| Selected passage |
During one of T——'s journeys up-country he made a strange purchase, which he forwarded at once to me by train. It was a baby buffalo, which had been taken alive by the hunters who shot its mother. The buffalo being a rare animal in the Cape Colony, we looked on this little specimen as a great acquisition; and, had he lived, he would have been a very valuable, though perhaps in time somewhat formidable addition to the menagerie; but the railway officials to whose care he was consigned being no exception to the generality of Cape colonists—whose usual way of doing business is to let things take care of themselves—the poor little fellow was put into the train without being fastened or secured in any way, and the jolting he received en route knocked him about so that he arrived in a very sad state, with his head cut and bleeding in several places; and did not live many days.
The buffalo is considered by all hunters a far more dangerous animal to encounter than the lion, and almost as formidable as the elephant or rhinoceros. When wounded, he has an ugly trick of lying in wait, hidden in the bush, with only his nose out; and turning the tables on the pursuer by making an unexpected charge. Many hunters have been killed in this manner by infuriated buffaloes.
When T—— was hunting in the interior some years before, a friend who was there with him met with an exciting adventure. Having come across a herd of buffaloes he fired into the midst of them; then, unaware that he had wounded one of the animals, he rode in pursuit of the herd. On coming up with them, he dismounted, and was just preparing to fire again, when a shout from his brother, who was behind, made him look round, just in time to see the wounded buffalo, which had emerged from the bush, charging him furiously. He gave him both barrels, each shot striking him in the centre of the forehead; but, as the buffalo always charges with his nose in the air, both bullets glanced off, and Mr. B—— escaped only by a quick jump on one side. The buffalo passed him; then turning round, tossed and killed the horse. The next shot finished the buffalo's career; and on the great head, which has been kept as a trophy, are the marks of the two first bullets, showing how calm was the presence of mind, and how true the aim, in that moment of danger.
Another of T——'s hunting companions, chased in a similar manner by a wounded buffalo, owed his life to a lucky stumble, which so astonished the animal that he stood still for a few seconds staring at the prostrate figure; giving the hunter time to get up and take refuge behind a tree, from whence he shot his assailant.

| What you will do |
Reproduce verbatim everything in the buffalo passage from "The buffalo is" down to "by infuriated buffaloes.".

| Extracted material |
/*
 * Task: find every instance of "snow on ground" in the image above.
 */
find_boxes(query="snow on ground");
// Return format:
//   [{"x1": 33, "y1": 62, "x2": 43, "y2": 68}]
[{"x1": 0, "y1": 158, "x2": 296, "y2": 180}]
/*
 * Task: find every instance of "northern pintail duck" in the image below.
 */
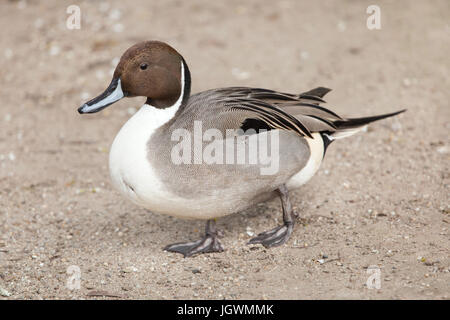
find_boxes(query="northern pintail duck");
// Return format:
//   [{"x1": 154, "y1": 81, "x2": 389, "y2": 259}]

---

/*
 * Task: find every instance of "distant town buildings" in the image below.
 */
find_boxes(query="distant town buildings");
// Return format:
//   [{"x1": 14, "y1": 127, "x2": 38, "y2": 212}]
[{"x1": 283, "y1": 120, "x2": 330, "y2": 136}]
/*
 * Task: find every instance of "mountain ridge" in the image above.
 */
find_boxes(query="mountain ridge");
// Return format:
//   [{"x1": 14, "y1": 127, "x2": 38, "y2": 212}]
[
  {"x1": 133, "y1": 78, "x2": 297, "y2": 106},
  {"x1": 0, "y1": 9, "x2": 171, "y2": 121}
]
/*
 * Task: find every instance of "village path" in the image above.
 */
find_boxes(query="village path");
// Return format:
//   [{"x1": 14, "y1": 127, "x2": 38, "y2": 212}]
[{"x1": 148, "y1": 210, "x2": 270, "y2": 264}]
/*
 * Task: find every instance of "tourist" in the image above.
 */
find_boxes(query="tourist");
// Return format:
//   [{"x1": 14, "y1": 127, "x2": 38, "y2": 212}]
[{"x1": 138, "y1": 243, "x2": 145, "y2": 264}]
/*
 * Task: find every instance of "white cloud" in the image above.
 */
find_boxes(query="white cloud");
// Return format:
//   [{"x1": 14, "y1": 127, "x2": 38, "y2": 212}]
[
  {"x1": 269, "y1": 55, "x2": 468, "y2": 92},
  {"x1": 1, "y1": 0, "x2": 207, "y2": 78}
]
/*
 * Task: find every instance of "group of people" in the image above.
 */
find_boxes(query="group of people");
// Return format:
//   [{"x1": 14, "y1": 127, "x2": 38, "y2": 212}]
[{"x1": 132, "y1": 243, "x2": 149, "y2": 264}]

...

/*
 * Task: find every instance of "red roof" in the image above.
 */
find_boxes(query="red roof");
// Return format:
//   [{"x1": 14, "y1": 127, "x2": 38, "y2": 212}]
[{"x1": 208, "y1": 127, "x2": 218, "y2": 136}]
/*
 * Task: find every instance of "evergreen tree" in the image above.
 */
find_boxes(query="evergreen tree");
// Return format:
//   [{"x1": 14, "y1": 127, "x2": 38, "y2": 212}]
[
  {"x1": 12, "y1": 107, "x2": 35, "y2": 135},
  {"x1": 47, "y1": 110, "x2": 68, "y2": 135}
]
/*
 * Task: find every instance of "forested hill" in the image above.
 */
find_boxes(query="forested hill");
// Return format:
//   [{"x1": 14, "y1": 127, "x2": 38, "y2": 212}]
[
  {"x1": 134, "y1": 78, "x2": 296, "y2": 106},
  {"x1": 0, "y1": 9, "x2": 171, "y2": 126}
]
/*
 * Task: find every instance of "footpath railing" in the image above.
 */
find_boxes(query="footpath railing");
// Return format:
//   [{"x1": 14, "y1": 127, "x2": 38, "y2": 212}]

| Written response |
The buffalo is considered by all hunters a far more dangerous animal to encounter than the lion, and almost as formidable as the elephant or rhinoceros. When wounded, he has an ugly trick of lying in wait, hidden in the bush, with only his nose out; and turning the tables on the pursuer by making an unexpected charge. Many hunters have been killed in this manner by infuriated buffaloes.